◆ Reading passage:
SecurityFebruary 10, 20267 min read

The invisible scam: when delivery drivers hijack your e-commerce orders

A little-known fraud is plaguing COD e-commerce in Morocco: drivers identify suppliers, buy the same product, and pocket the customer's payment. Breakdown of a nearly undetectable scheme.

In the Moroccan e-commerce ecosystem, we know the classic scams: fake sites, non-conforming products, ghost sellers. But there's a far more insidious fraud, rarely covered in the media, that directly affects online merchants: order hijacking by the delivery drivers themselves. A scam made possible by the cash-on-delivery (COD) model that dominates the market.

How does this scam work?

The scheme is simple but devastatingly effective. A driver works for a delivery company partnered with multiple e-merchants. They have access to key information for each order: the product, the customer's name and address, and the amount to collect. By manipulating this information, they can set up a nearly invisible hijacking system.

Here's the step-by-step method. The driver receives an order to deliver — say a smartphone for 3,000 MAD. They identify the supplier (often visible on the package or in the management system). They buy the same product directly from the supplier themselves, sometimes at the same wholesale price. They then deliver THEIR version of the product to the customer and collect the 3,000 MAD in cash. Then they return to the delivery company with the original package, declaring a 'customer refusal.' The e-merchant gets their product back but has lost both the sale and the customer.

Why is this fraud so hard to detect?

That's the evil genius of this scam: nobody seems to lose at first glance. The e-merchant gets their product back — they simply think the customer refused the delivery, which is extremely common in Morocco (COD refusal rates range between 20 and 35%). The customer receives their product and pays the agreed price — they have no reason to complain. As for the driver, they pocket the margin between their purchase price and the selling price, with total discretion.

The only clue? An abnormally high refusal rate on certain delivery routes. But in a country where COD return rates are already very high, this anomaly often goes unnoticed. A clever driver can hijack 5 to 10 orders per week without raising suspicion, accumulating thousands of dirhams in illicit gains every month.

[Extracted data entries]
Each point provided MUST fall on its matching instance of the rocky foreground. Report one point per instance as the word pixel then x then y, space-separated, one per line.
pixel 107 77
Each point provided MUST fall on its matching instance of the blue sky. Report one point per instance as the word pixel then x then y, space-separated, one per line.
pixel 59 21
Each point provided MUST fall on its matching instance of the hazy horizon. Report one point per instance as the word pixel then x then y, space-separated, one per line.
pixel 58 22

◆ Requirement: Reproduce the entire article on delivery drivers hijacking cash-on-delivery orders in Morocco, word for word. These rows are drawn from a separate source unrelated to the text.

◆ Response:
SecurityFebruary 10, 20267 min read

The invisible scam: when delivery drivers hijack your e-commerce orders

A little-known fraud is plaguing COD e-commerce in Morocco: drivers identify suppliers, buy the same product, and pocket the customer's payment. Breakdown of a nearly undetectable scheme.

In the Moroccan e-commerce ecosystem, we know the classic scams: fake sites, non-conforming products, ghost sellers. But there's a far more insidious fraud, rarely covered in the media, that directly affects online merchants: order hijacking by the delivery drivers themselves. A scam made possible by the cash-on-delivery (COD) model that dominates the market.

How does this scam work?

The scheme is simple but devastatingly effective. A driver works for a delivery company partnered with multiple e-merchants. They have access to key information for each order: the product, the customer's name and address, and the amount to collect. By manipulating this information, they can set up a nearly invisible hijacking system.

Here's the step-by-step method. The driver receives an order to deliver — say a smartphone for 3,000 MAD. They identify the supplier (often visible on the package or in the management system). They buy the same product directly from the supplier themselves, sometimes at the same wholesale price. They then deliver THEIR version of the product to the customer and collect the 3,000 MAD in cash. Then they return to the delivery company with the original package, declaring a 'customer refusal.' The e-merchant gets their product back but has lost both the sale and the customer.

Why is this fraud so hard to detect?

That's the evil genius of this scam: nobody seems to lose at first glance. The e-merchant gets their product back — they simply think the customer refused the delivery, which is extremely common in Morocco (COD refusal rates range between 20 and 35%). The customer receives their product and pays the agreed price — they have no reason to complain. As for the driver, they pocket the margin between their purchase price and the selling price, with total discretion.

The only clue? An abnormally high refusal rate on certain delivery routes. But in a country where COD return rates are already very high, this anomaly often goes unnoticed. A clever driver can hijack 5 to 10 orders per week without raising suspicion, accumulating thousands of dirhams in illicit gains every month.